**SHORT TASK 1:** In the benchmark output, what is the mean execution time for the 300 MiB byte array?

**PROVIDED PASSAGE:**
*-*-*

Found 2 outliers in 60 samples (3.3333 %)
	low-severe	 2 (3.3333 %)
 Variance from outliers : 1.6389 % Variance is slightly inflated by outliers
nil

hasch.platform> (let [val (doall (repeat 1000000 :foo/bar))]
    (bench (-coerce val sha512-message-digest)))
WARNING: Final GC required 1.072577784478402 % of runtime
Evaluation count : 120 in 60 samples of 2 calls.
             Execution time mean : 756.394263 ms
    Execution time std-deviation : 2.935836 ms
   Execution time lower quantile : 750.827152 ms ( 2.5%)
   Execution time upper quantile : 761.299697 ms (97.5%)
                   Overhead used : 2.039920 ns

Found 1 outliers in 60 samples (1.6667 %)
	low-severe	 1 (1.6667 %)
 Variance from outliers : 1.6389 % Variance is slightly inflated by outliers
nil

hasch.platform> (let [val (byte-array (* 1024 1024 300) (byte 42))] ;; 300 mib bytearray
    (bench (-coerce val sha512-message-digest)))
Evaluation count : 60 in 60 samples of 1 calls.
             Execution time mean : 1.987549 sec
    Execution time std-deviation : 134.189868 ms
   Execution time lower quantile : 1.901676 sec ( 2.5%)
   Execution time upper quantile : 2.304744 sec (97.5%)
                   Overhead used : 1.967460 ns

Found 3 outliers in 60 samples (5.0000 %)

*-*-*

**DATA SUPPLIED:**
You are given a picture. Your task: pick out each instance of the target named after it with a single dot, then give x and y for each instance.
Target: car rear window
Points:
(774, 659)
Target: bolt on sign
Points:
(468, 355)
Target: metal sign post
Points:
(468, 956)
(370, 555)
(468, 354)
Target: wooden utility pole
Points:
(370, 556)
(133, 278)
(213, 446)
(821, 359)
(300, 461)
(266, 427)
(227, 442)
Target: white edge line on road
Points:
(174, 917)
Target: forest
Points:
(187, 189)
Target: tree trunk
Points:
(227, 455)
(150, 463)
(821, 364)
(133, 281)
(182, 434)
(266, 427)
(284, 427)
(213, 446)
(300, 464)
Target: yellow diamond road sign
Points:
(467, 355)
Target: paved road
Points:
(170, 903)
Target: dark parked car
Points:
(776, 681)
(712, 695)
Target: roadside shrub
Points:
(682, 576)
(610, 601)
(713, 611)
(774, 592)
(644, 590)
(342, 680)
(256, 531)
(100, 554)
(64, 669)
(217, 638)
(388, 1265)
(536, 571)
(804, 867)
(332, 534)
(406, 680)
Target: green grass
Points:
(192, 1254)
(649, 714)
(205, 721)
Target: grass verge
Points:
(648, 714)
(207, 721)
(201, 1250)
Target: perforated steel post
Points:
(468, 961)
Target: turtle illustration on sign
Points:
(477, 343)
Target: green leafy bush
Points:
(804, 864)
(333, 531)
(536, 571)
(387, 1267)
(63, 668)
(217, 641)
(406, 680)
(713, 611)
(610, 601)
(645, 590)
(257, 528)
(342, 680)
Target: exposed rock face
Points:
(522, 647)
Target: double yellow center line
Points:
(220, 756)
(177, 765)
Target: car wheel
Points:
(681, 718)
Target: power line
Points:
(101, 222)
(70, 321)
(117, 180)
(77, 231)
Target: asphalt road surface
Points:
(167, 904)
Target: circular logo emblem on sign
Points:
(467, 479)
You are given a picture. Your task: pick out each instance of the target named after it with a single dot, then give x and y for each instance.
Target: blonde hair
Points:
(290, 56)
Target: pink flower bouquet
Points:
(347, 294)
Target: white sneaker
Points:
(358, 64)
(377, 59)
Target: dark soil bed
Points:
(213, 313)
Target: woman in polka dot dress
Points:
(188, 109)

*-*-*

**SHORT TASK 2:** Format the rows from the line containing "Target: car wheel" through the end of the rows as a JSON list of strings, one string per line, omitting blank lines.

**FULL OUTPUT 1:** 1.987549 sec

**FULL OUTPUT 2:**
[
  "Target: car wheel",
  "Points:",
  "(681, 718)",
  "Target: power line",
  "Points:",
  "(101, 222)",
  "(70, 321)",
  "(117, 180)",
  "(77, 231)",
  "Target: asphalt road surface",
  "Points:",
  "(167, 904)",
  "Target: circular logo emblem on sign",
  "Points:",
  "(467, 479)",
  "You are given a picture. Your task: pick out each instance of the target named after it with a single dot, then give x and y for each instance.",
  "Target: blonde hair",
  "Points:",
  "(290, 56)",
  "Target: pink flower bouquet",
  "Points:",
  "(347, 294)",
  "Target: white sneaker",
  "Points:",
  "(358, 64)",
  "(377, 59)",
  "Target: dark soil bed",
  "Points:",
  "(213, 313)",
  "Target: woman in polka dot dress",
  "Points:",
  "(188, 109)"
]